WHAT YOU HAVE TO DO:
Among the records below, find each line that includes the string "phrase" and copy it.

Photo-based referring expression data:
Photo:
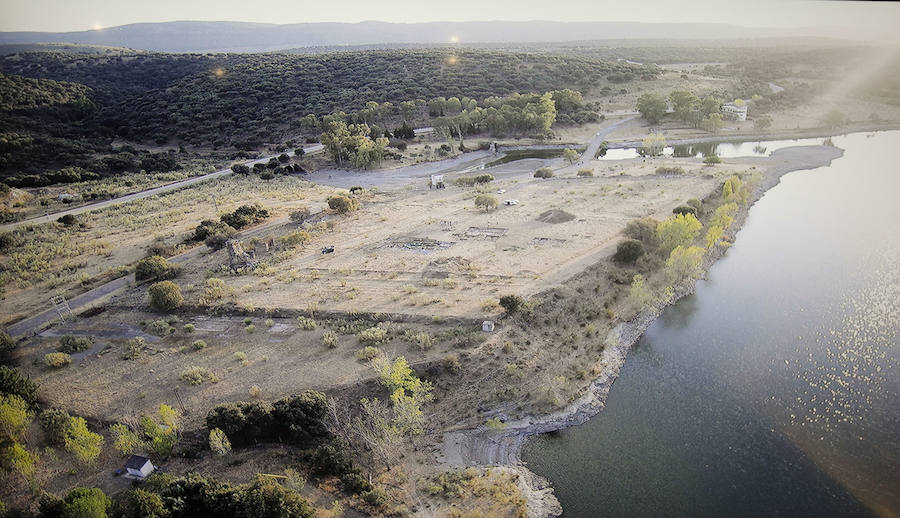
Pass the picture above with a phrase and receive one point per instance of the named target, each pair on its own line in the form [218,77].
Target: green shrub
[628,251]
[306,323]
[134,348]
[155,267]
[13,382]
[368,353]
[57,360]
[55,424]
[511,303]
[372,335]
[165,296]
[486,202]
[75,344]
* * *
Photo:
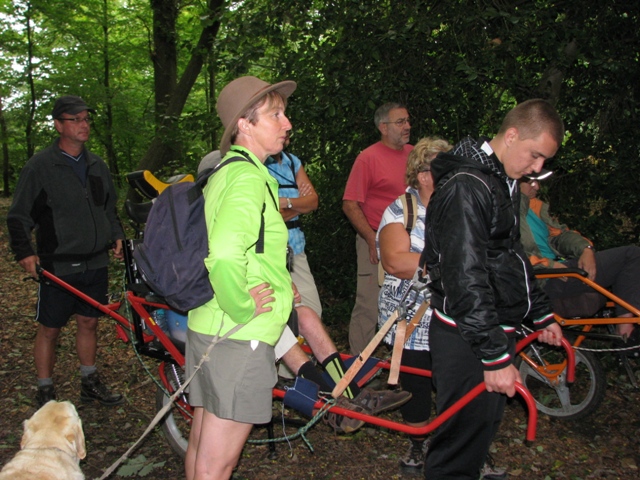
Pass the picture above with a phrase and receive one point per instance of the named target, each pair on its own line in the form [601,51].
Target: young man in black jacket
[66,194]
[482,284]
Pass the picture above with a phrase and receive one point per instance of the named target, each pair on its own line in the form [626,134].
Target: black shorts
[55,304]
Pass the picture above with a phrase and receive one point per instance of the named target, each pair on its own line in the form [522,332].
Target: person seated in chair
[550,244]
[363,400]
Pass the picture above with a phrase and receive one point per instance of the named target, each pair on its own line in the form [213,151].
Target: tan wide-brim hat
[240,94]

TASK RESPONSE:
Pass the picture above with a phrase and receive one point per instance of the named target, each pair on its own line in the form [218,77].
Pass the picture above with a phrase and receive one point per instance of the named target, each pair on its own line in the form [601,51].
Pass the picture above with a phrase and receive one point per instance of the named target, each pair on its own line in the form [626,134].
Pass the picture above with a phrase and receive one point per instance of the named target, each pair on its own line in the form [522,332].
Pass the picture above with a phrase and receive one point per instance of the named target, each pair on its own line in the form [213,151].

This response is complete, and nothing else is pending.